SET EXERCISE 1:
According to the article on the White Rose, how many leaflets did the group author?

ARTICLE:
■ ■ ■
There are many examples, leading up to and during World War II, of resistance movements. Usually it was a group outside Germany within countries that had been taken over by Hitler’s armies. The French are well known, as well as others, who risk everything for FREEDOM and eventual peace.
It may not be as familiar with some of my readers that there were Germans who also resisted. In fact, there were several movement who paid a great price for their heroic deeds. One was known as the White Rose. Perhaps three of the most famous were a brother and sister, Hans and Sophie Scholl, who were students in the University of Munich. Christoph Probst, a married father of three, was also part of the White Rose movement. They believed that the German people had suffered greatly under Adolph Hitler and the crimes he was committing against humanity was totally against their conscience and Christian beliefs.
Exactly what was the White Rose?
The White Rose ( Weiße Rose) was a non-violent, intellectual, resistance group in the Third Reich led by a group of students. The group conducted an anonymous leaflet and graffiti campaign that called for active opposition to the Nazi regime. Their activities started on 27 June 1942, and ended with the arrest of the core group by the Gestapo on 18 February 1943. The Scholls, as well as others, carried on distributing the pamphlets, faced show trials by the Nazi People’s Court (Volksgerichtshof), and many of them were sentenced to death or imprisonment.
Hans, Sophie Scholl and Christoph Probst were executed by guillotine four days after their arrest, on February 22nd, 1943. During the trial, Sophie interrupted the judge multiple times. No defendants were given any opportunity to speak.
The group wrote, printed and initially distributed their pamphlets in the greater Munich region. Later on, secret carriers brought copies to other cities, mostly in the southern parts of Germany. In total, the White Rose authored six leaflets, which were multiplied and spread, in a total of about 15,000 copies. They denounced the Nazi regime’s crimes and oppression, and called for resistance.
In their second leaflet, they openly denounced the persecution and mass murder of the Jews. By the time of their arrest, the members of the White Rose were just about to establish contacts with other German resistance groups like the Kreisau Circle or the Schulze-Boysen/Harnack group of the Red Orchestra. Today, the White Rose is well known both within Germany and worldwide. (Wikipedia)
A surviving member of the White Rose gave this description of life in Germany at that time:
“The government—or rather, the party—controlled everything: the news media, arms, police, the armed forces, the judiciary system, communications, travel, all levels of education from kindergarten to universities, all cultural and religious institutions. Political indoctrination started at a very early age, and continued by means of the Hitler Youth with the ultimate goal of complete mind control. Children were exhorted in school to denounce even their own parents for derogatory remarks about Hitler or Nazi ideology.”— George J. Wittenstein, M.D., “Memories of the White Rose” (Wikipedia)
Should this not be a history lesson for all of us today, who have the democratic privilege to vote for our officials…or see that our own society’s voice may be slipping away with more and more government control?
What motivated Hans and Sophie Scholl to stand strong under such oppression?
Sophie’s own words tell of her CHRISTIAN CONSCIENCE. This was the great motivator to do something important in the midst of evil. Here are some of her quotes:
“Stand up for what you believe in, even if you are standing alone.”
“An end in terror is preferable to terror without end.”
■ ■ ■
[Stored items]
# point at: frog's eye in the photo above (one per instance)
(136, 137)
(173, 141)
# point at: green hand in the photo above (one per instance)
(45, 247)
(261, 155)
■ ■ ■
SET EXERCISE 2:
Swap "one per instance" for "one per occurrence" throughout the records and give all the records again with nothing else changed.

TASK SOLUTION 1:
Six leaflets, spread in a total of about 15,000 copies.

TASK SOLUTION 2:
# point at: frog's eye in the photo above (one per occurrence)
(136, 137)
(173, 141)
# point at: green hand in the photo above (one per occurrence)
(45, 247)
(261, 155)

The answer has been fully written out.